TASK DETAILS: What lines below include the string "beaded"? Pick them out and copy them.
*** RECORDS FOR PROCESSING
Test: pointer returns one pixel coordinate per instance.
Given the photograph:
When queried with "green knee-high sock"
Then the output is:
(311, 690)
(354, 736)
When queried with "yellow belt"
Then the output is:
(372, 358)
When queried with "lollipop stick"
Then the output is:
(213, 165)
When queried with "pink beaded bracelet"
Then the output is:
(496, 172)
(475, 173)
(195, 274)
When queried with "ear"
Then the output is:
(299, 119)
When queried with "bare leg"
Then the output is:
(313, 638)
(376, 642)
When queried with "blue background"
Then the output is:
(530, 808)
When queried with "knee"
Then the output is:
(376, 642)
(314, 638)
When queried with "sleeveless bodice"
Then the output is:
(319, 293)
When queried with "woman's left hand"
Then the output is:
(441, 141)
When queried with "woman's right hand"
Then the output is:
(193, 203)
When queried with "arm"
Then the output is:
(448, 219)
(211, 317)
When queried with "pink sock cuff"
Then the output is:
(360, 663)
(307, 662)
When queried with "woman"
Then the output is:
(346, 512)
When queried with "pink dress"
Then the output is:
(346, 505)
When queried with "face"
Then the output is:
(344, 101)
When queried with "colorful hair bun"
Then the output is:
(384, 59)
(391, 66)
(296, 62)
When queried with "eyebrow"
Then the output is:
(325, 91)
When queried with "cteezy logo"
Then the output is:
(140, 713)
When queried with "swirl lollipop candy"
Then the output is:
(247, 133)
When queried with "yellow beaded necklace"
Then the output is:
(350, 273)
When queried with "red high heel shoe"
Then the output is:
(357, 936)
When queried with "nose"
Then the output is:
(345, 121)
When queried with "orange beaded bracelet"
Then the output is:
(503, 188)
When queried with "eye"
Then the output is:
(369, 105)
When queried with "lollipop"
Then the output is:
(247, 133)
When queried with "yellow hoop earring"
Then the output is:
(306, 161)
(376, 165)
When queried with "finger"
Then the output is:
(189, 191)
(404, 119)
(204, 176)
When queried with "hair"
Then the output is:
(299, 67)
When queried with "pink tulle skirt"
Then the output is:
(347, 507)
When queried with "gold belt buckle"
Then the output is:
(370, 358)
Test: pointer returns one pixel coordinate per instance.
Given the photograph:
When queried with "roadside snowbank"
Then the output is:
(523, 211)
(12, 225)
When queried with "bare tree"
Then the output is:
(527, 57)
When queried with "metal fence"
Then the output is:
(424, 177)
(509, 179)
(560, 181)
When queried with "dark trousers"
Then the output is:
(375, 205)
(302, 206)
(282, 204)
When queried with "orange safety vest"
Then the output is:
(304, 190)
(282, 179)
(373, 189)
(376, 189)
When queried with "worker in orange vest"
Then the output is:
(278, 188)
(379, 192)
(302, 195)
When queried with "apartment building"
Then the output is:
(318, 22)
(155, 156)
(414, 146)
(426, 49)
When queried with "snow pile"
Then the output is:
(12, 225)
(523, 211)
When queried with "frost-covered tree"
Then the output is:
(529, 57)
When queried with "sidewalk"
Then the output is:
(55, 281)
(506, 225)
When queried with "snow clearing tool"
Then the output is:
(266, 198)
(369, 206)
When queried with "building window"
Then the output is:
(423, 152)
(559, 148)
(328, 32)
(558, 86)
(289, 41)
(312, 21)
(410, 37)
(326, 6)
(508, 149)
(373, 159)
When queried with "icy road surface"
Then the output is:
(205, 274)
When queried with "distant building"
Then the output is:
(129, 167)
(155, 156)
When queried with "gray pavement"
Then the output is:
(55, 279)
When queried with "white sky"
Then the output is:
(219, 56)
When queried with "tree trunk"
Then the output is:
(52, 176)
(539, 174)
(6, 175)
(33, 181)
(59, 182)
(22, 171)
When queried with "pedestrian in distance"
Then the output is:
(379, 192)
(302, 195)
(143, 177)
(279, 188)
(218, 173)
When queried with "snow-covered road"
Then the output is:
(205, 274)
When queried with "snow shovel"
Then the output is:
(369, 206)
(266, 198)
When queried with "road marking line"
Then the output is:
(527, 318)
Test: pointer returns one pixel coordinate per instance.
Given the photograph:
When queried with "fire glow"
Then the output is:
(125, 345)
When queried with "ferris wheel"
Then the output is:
******
TASK RESULT:
When queried with "pink beaded bracelet"
When queried with "yellow beaded necklace"
When queried with "orange beaded bracelet"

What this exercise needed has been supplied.